[Records from a pointing dataset]
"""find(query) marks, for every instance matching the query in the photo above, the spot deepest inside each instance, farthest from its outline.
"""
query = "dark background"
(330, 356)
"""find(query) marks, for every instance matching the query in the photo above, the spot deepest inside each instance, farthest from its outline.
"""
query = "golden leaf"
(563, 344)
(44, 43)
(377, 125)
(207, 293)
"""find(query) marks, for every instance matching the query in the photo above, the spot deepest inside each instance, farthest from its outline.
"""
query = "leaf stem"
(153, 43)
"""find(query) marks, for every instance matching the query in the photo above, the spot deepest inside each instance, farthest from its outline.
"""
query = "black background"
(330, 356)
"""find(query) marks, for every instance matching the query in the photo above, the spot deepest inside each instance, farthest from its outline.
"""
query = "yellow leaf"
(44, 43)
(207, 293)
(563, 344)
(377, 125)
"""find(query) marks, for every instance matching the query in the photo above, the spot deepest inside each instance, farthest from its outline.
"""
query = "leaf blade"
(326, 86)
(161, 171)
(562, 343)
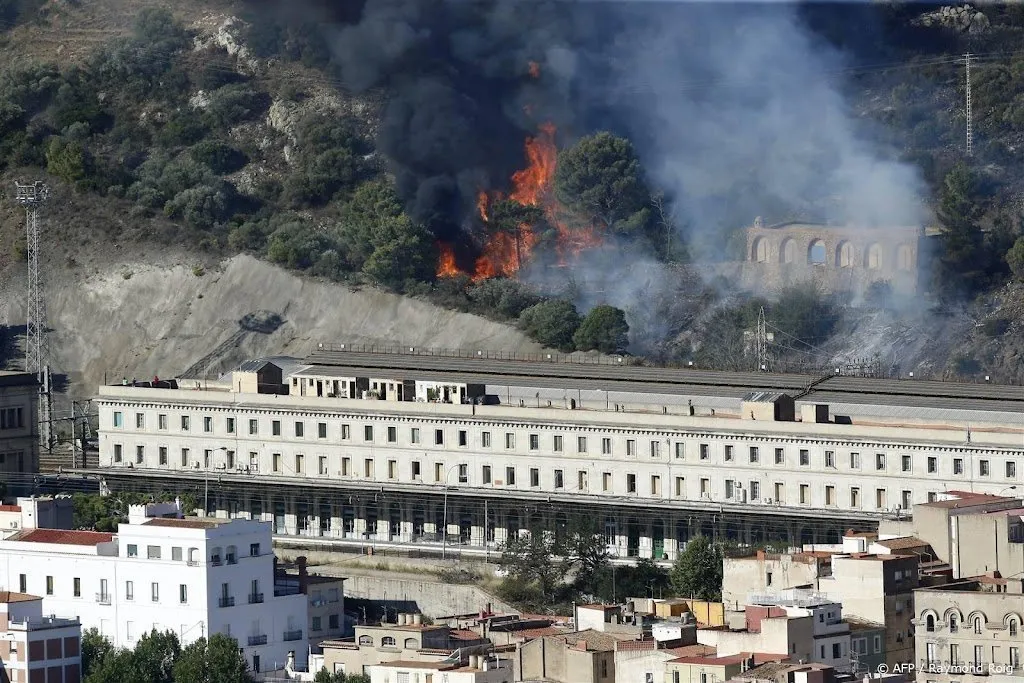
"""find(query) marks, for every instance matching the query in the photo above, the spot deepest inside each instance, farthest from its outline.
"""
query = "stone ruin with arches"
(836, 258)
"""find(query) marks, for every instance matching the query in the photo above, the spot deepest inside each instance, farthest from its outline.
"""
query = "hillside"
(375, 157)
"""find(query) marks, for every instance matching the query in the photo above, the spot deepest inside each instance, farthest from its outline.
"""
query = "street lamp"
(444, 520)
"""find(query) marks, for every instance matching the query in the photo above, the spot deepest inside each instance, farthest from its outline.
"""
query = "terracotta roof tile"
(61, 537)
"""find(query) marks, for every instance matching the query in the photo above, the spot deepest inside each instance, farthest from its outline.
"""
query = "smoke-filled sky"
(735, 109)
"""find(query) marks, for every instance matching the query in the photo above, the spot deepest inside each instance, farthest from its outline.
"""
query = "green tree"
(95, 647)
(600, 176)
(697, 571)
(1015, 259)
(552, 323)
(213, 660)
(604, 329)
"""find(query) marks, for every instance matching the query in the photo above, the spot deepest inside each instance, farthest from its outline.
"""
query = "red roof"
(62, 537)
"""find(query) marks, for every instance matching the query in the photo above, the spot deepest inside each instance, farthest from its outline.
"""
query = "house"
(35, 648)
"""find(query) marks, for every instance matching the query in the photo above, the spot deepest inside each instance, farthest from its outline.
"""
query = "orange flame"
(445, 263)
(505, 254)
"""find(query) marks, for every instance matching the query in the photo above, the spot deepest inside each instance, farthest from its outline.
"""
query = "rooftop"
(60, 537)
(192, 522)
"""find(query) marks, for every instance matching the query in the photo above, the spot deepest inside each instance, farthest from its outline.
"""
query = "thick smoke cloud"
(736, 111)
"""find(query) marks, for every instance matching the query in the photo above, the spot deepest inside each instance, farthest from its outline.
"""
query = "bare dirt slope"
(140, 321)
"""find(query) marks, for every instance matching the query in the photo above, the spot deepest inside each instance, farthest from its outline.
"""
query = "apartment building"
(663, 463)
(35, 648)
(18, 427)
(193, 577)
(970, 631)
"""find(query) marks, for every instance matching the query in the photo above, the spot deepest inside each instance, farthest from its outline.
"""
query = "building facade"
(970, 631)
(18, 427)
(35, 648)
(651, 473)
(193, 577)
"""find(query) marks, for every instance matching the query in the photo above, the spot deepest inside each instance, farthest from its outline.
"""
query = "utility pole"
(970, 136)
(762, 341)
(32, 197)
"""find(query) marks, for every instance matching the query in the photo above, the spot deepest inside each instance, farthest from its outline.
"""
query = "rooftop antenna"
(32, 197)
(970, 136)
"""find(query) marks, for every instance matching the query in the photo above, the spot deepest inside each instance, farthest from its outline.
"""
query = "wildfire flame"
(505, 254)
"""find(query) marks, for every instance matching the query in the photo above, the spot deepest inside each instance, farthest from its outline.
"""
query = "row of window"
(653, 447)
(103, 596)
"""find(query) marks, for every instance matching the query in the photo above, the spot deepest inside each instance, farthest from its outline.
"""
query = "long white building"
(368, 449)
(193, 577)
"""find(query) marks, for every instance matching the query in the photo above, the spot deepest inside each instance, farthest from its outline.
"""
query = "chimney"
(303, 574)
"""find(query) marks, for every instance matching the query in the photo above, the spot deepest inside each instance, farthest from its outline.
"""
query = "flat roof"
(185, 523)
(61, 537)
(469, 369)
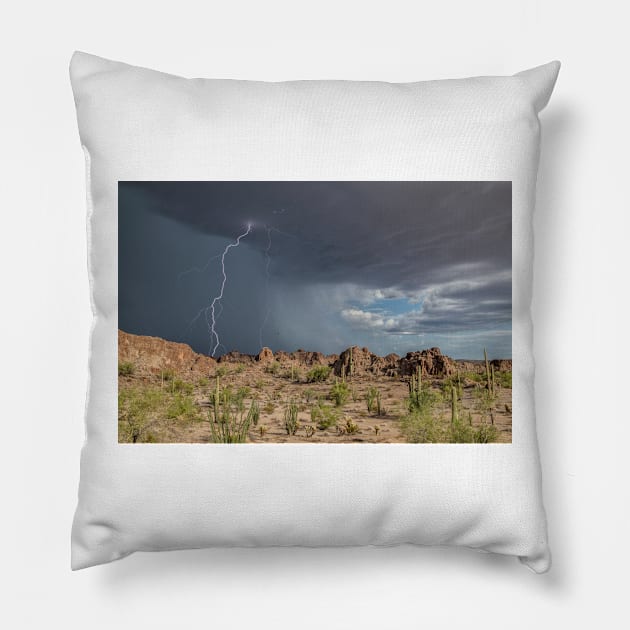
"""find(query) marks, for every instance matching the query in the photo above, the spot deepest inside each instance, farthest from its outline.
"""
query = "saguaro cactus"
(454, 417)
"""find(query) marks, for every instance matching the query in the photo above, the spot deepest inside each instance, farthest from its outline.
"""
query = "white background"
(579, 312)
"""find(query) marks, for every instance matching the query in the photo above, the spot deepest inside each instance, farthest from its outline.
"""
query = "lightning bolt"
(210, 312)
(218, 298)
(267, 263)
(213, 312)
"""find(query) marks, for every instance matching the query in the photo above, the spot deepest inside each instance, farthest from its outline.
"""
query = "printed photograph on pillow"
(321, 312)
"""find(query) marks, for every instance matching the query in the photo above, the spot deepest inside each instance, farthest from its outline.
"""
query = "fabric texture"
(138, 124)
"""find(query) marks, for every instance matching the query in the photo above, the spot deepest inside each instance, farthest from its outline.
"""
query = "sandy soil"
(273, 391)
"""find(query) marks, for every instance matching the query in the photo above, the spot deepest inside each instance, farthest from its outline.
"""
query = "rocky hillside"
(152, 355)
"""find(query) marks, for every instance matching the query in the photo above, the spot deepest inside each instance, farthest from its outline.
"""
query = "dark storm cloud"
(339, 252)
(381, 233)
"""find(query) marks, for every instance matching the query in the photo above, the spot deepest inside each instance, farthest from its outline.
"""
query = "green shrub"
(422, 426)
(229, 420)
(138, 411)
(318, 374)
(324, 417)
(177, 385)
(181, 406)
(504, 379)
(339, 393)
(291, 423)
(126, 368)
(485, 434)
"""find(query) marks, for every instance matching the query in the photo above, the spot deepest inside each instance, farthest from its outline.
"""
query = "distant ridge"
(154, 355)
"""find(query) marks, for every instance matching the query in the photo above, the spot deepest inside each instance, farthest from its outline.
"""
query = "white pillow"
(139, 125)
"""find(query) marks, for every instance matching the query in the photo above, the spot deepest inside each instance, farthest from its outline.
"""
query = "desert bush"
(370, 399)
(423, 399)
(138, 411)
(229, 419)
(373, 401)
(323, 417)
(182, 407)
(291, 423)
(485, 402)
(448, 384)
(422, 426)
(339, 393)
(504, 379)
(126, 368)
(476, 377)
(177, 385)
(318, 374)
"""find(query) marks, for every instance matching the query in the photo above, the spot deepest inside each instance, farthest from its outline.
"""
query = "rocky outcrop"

--

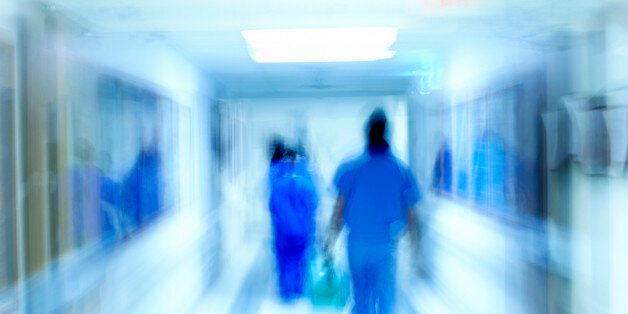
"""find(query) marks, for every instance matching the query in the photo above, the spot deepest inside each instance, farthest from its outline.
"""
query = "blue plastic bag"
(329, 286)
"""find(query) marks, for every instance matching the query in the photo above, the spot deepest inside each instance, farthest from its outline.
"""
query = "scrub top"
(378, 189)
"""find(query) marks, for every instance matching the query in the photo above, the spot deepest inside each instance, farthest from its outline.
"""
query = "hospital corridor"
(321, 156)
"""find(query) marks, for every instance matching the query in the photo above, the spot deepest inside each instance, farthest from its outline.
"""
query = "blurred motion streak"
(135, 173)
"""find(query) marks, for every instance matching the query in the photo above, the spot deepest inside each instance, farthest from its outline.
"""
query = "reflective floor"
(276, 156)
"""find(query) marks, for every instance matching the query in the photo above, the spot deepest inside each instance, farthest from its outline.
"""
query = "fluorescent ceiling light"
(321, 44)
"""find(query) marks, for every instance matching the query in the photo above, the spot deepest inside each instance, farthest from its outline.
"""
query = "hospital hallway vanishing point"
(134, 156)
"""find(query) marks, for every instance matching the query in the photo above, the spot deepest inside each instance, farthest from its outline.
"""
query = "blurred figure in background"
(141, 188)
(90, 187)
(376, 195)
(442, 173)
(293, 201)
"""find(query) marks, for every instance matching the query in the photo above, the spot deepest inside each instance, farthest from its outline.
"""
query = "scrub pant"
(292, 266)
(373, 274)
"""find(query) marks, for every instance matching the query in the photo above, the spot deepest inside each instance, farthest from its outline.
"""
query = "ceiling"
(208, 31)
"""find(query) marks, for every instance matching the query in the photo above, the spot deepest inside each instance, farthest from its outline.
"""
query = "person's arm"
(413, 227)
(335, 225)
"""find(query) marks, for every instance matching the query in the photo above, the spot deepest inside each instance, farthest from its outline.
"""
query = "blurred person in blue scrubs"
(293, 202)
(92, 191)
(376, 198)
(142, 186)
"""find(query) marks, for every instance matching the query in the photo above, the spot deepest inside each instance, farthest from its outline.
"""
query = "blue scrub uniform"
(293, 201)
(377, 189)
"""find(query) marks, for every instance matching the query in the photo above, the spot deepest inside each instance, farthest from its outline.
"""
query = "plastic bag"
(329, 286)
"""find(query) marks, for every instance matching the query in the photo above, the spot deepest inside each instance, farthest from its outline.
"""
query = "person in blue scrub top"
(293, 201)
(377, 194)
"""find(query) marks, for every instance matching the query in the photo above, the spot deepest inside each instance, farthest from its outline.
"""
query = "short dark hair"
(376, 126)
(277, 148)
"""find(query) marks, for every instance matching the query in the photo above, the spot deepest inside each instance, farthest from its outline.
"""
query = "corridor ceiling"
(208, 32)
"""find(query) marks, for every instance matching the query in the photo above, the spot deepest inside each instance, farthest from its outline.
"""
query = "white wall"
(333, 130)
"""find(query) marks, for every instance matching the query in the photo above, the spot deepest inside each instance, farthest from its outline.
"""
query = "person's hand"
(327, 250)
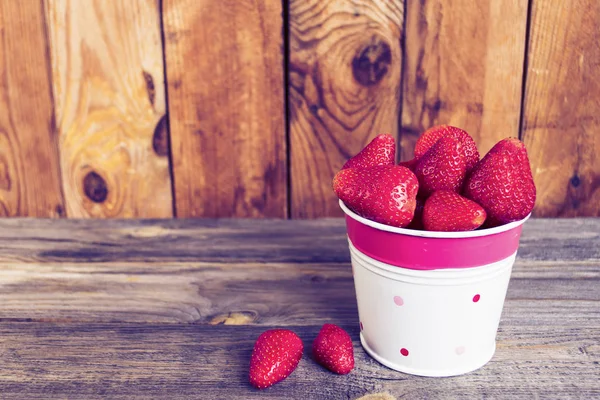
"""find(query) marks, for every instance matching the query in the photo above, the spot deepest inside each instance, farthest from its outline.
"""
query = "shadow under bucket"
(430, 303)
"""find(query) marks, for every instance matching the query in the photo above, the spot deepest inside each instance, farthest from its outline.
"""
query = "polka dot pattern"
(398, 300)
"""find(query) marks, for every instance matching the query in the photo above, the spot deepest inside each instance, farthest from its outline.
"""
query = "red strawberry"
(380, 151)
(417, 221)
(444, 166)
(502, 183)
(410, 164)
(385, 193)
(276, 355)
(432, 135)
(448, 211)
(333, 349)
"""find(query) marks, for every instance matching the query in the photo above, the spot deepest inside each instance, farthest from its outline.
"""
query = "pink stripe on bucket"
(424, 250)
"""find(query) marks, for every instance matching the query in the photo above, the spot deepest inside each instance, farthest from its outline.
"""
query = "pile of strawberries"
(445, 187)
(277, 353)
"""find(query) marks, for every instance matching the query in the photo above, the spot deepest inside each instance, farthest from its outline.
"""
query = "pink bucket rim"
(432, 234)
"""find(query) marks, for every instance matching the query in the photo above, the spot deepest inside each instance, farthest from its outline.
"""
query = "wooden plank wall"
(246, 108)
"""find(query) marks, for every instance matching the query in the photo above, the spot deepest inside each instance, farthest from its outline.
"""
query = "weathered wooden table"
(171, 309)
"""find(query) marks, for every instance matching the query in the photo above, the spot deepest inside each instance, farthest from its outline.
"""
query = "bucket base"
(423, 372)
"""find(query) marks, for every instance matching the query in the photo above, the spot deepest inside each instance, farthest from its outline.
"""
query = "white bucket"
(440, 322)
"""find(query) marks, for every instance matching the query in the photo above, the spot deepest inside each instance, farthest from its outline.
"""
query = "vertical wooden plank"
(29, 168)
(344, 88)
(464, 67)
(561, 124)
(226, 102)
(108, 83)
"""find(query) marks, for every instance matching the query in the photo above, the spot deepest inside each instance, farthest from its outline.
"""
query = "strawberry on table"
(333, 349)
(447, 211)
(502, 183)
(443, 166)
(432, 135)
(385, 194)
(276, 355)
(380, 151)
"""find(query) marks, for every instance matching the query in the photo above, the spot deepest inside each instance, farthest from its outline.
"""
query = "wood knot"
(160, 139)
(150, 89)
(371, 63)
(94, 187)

• **Problem description**: Pull out each line of the listing above that contains the word "bucket". Case matters.

• **Response below**:
query = "shadow under bucket"
query = "pink stripe on bucket"
query = "pink bucket rim"
query = "bucket base"
query = "white bucket"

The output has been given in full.